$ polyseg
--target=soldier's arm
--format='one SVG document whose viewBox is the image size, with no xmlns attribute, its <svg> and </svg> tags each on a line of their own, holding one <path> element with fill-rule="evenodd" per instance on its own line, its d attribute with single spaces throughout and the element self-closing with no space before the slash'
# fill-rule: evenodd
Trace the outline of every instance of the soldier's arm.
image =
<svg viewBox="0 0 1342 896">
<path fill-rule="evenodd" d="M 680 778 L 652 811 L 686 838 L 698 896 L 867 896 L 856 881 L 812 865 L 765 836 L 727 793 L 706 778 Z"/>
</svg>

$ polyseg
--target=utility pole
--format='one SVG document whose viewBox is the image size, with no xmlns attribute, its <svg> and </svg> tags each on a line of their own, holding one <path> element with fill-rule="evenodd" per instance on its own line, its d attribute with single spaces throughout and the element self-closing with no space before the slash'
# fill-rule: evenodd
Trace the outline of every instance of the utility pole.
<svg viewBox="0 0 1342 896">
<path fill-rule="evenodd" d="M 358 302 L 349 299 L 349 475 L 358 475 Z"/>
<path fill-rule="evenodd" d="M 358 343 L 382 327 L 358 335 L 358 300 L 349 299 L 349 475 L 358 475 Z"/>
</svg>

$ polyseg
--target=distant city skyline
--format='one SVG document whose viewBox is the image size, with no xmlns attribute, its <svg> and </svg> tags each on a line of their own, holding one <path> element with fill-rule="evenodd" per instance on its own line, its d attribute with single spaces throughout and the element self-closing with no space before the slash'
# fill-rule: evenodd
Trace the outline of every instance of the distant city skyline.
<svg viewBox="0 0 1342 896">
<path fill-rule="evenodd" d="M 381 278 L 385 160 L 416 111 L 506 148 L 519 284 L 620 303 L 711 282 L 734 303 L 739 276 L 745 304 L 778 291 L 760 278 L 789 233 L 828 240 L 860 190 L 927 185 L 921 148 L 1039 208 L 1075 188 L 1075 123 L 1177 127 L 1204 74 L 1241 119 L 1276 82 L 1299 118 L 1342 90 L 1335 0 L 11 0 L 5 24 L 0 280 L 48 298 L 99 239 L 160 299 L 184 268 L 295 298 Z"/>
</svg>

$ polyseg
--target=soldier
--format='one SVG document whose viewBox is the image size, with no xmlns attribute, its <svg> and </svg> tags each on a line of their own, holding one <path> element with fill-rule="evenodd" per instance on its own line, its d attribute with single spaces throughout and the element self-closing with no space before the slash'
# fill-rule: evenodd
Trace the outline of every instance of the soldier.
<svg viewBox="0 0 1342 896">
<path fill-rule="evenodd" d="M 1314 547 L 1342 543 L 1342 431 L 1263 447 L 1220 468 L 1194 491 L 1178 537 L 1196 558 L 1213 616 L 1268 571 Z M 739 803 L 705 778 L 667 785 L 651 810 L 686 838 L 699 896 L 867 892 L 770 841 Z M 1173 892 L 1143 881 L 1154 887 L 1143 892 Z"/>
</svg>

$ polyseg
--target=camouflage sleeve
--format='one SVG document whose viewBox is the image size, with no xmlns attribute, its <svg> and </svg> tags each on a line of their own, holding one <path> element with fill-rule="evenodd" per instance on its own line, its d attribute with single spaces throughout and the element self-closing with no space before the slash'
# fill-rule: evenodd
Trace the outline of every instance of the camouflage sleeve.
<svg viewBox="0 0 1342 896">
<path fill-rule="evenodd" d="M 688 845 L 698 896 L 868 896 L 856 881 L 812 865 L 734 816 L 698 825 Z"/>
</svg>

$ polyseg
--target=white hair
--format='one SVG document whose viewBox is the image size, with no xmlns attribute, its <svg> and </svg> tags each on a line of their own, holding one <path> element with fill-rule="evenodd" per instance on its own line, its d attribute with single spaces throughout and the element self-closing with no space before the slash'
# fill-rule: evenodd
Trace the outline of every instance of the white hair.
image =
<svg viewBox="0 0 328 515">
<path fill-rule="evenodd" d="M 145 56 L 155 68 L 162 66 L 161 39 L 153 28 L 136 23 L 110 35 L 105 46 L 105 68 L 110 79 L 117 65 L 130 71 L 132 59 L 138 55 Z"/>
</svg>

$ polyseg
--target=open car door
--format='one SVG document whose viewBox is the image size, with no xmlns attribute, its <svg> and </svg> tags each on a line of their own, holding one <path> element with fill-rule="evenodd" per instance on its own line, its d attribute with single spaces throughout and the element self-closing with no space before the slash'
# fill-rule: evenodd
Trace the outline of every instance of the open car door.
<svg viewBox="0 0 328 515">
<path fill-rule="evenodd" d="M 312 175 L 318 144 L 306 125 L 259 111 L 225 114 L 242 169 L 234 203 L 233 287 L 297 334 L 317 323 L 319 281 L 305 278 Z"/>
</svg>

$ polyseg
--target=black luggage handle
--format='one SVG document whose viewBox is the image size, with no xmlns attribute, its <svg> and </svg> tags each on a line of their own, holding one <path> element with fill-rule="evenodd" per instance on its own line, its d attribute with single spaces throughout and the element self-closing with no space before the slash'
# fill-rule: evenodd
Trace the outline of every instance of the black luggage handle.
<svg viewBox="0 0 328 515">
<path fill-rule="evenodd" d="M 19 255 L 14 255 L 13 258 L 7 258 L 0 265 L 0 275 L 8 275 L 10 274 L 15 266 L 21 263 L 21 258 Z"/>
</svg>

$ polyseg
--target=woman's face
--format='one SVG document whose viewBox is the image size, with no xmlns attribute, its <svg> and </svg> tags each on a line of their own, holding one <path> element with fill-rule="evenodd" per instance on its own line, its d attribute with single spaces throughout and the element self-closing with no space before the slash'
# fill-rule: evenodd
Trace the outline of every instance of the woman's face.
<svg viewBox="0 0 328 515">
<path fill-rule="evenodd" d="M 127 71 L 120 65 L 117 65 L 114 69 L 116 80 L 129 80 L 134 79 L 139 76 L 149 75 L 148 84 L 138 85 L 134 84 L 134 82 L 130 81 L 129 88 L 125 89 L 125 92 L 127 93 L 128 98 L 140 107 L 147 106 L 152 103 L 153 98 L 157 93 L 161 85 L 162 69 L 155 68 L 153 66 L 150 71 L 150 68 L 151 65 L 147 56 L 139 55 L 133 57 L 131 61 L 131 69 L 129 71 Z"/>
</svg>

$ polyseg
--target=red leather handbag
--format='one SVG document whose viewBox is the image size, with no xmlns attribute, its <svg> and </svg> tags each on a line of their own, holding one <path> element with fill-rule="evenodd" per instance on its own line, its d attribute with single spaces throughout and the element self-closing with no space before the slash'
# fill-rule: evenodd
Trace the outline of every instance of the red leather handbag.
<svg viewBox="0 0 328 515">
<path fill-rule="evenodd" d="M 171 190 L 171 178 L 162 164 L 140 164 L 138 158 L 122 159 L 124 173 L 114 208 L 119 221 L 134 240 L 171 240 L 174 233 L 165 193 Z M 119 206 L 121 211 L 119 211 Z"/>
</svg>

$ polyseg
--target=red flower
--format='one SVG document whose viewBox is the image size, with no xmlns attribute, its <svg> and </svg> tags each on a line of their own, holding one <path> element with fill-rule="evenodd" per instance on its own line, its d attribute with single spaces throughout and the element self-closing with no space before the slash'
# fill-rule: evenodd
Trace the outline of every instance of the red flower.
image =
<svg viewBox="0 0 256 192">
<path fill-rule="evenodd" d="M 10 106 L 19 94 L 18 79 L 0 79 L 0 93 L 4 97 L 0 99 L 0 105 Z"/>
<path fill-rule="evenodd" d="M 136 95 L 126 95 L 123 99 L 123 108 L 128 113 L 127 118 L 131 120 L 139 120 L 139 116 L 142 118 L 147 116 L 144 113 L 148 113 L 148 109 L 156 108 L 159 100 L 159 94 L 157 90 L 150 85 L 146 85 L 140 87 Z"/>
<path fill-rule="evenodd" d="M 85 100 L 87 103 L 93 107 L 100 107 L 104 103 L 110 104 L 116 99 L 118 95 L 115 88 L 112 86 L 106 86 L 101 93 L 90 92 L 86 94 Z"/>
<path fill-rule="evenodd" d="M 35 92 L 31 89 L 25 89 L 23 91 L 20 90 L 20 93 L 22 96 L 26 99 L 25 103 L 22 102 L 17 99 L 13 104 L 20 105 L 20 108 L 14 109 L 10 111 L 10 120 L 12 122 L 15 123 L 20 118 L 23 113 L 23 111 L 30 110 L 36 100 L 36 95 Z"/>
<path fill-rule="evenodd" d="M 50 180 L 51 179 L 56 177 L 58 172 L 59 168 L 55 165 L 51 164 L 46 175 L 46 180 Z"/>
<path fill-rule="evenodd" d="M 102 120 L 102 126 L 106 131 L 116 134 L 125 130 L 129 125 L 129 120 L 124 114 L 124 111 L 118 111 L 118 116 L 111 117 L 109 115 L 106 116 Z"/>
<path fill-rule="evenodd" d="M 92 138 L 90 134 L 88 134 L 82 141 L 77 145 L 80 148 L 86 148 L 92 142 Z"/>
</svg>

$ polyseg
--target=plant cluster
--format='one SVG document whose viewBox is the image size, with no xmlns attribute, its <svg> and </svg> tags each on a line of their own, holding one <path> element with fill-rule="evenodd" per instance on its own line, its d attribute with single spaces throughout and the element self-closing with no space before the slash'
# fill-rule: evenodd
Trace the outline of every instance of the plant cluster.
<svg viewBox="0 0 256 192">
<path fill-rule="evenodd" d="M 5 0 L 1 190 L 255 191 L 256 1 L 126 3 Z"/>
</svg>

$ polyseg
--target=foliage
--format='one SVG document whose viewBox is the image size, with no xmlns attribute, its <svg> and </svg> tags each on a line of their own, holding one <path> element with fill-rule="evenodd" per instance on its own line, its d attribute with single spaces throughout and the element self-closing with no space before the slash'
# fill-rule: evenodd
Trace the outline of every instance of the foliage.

▶ [Written task]
Locate every line above that contains the word "face" and copy each of those lines. Case counts.

▶ [Exercise result]
--target=woman's face
Trace the outline of every instance of the woman's face.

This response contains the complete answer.